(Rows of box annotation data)
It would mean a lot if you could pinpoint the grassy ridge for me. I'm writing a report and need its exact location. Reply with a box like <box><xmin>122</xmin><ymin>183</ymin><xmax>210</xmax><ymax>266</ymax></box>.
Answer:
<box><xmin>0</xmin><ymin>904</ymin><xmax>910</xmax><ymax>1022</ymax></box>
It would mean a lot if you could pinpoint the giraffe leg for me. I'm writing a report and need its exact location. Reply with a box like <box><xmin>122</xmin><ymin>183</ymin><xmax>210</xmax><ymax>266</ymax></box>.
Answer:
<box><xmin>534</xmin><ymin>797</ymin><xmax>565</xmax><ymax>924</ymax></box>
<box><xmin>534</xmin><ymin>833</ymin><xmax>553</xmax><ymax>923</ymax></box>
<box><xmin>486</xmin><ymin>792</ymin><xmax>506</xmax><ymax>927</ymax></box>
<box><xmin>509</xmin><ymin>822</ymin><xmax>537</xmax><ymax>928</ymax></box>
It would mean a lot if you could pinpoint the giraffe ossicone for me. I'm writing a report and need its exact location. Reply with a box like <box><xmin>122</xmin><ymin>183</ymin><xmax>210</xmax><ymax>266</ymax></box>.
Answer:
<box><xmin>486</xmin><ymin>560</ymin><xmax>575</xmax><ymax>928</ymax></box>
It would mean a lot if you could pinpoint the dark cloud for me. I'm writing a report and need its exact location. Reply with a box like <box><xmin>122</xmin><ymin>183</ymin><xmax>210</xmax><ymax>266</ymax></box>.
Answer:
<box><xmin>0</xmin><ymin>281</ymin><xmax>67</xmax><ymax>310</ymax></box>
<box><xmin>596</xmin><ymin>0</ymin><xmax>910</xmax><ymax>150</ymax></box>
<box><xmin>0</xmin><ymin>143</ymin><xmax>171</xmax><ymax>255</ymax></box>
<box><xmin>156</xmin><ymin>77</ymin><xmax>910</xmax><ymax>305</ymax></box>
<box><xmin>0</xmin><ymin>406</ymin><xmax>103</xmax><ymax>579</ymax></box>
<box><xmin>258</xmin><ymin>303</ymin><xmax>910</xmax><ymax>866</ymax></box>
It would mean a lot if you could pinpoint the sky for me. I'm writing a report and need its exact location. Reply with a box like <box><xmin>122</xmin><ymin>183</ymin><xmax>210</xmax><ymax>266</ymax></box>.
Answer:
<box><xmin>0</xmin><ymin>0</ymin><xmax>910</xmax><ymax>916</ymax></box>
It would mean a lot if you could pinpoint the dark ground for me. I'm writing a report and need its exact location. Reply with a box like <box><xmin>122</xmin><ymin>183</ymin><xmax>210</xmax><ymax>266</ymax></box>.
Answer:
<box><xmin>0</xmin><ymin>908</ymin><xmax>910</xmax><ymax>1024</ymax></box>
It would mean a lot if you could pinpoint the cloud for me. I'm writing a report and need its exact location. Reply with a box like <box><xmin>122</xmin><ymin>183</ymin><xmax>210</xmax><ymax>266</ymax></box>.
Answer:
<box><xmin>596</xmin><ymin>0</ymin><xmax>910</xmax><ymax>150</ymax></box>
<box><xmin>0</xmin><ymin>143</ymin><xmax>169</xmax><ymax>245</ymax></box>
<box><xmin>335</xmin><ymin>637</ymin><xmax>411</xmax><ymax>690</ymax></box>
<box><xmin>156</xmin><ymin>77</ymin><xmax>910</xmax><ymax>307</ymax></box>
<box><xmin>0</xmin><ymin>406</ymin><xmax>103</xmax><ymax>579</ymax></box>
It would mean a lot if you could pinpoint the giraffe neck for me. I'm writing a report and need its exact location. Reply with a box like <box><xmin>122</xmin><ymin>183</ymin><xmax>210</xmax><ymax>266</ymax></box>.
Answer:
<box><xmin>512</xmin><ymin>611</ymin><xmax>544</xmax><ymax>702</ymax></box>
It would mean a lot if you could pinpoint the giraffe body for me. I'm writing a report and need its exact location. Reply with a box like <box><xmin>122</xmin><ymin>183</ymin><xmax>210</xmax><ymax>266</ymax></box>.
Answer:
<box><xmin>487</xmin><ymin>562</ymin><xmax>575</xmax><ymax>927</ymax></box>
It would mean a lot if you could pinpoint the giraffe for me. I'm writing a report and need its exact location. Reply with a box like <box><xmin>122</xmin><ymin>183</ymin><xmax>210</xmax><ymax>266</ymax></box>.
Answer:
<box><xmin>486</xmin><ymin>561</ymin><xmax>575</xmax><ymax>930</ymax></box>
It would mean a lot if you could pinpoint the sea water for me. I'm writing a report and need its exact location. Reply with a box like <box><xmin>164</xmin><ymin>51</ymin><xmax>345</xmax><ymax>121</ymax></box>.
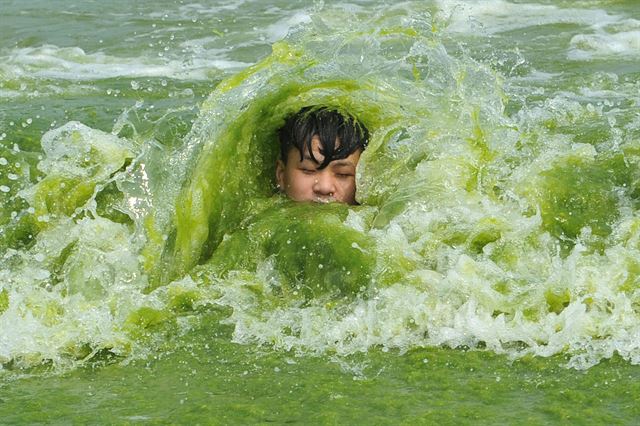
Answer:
<box><xmin>0</xmin><ymin>0</ymin><xmax>640</xmax><ymax>423</ymax></box>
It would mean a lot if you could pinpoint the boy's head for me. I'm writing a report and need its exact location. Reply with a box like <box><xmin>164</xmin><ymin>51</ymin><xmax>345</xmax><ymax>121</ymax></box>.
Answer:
<box><xmin>276</xmin><ymin>107</ymin><xmax>369</xmax><ymax>204</ymax></box>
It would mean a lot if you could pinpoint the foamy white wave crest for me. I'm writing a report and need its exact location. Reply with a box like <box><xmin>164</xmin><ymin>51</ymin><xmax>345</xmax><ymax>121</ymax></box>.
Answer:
<box><xmin>567</xmin><ymin>27</ymin><xmax>640</xmax><ymax>61</ymax></box>
<box><xmin>438</xmin><ymin>0</ymin><xmax>621</xmax><ymax>34</ymax></box>
<box><xmin>0</xmin><ymin>45</ymin><xmax>249</xmax><ymax>81</ymax></box>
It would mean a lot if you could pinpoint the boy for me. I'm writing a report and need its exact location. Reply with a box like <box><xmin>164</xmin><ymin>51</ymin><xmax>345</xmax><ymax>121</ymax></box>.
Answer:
<box><xmin>276</xmin><ymin>107</ymin><xmax>369</xmax><ymax>205</ymax></box>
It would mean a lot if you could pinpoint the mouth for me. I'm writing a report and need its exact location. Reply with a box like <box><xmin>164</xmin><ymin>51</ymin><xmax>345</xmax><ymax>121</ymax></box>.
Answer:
<box><xmin>313</xmin><ymin>197</ymin><xmax>338</xmax><ymax>204</ymax></box>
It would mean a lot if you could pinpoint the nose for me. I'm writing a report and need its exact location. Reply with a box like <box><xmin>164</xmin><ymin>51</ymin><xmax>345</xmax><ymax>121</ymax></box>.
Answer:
<box><xmin>313</xmin><ymin>170</ymin><xmax>336</xmax><ymax>196</ymax></box>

→ Direction
Gather every line of the listing above that contains the word "cloud", and copy each one out in full.

→ Response to this task
It would mean a lot if you could pinpoint the dark cloud for me. I'm writing a report and need its exact location. Reply with a box like <box><xmin>122</xmin><ymin>183</ymin><xmax>210</xmax><ymax>266</ymax></box>.
It would mean a lot if you could pinpoint the cloud for me. I'm writing a report and need its exact location. Reply with a box like <box><xmin>122</xmin><ymin>183</ymin><xmax>210</xmax><ymax>266</ymax></box>.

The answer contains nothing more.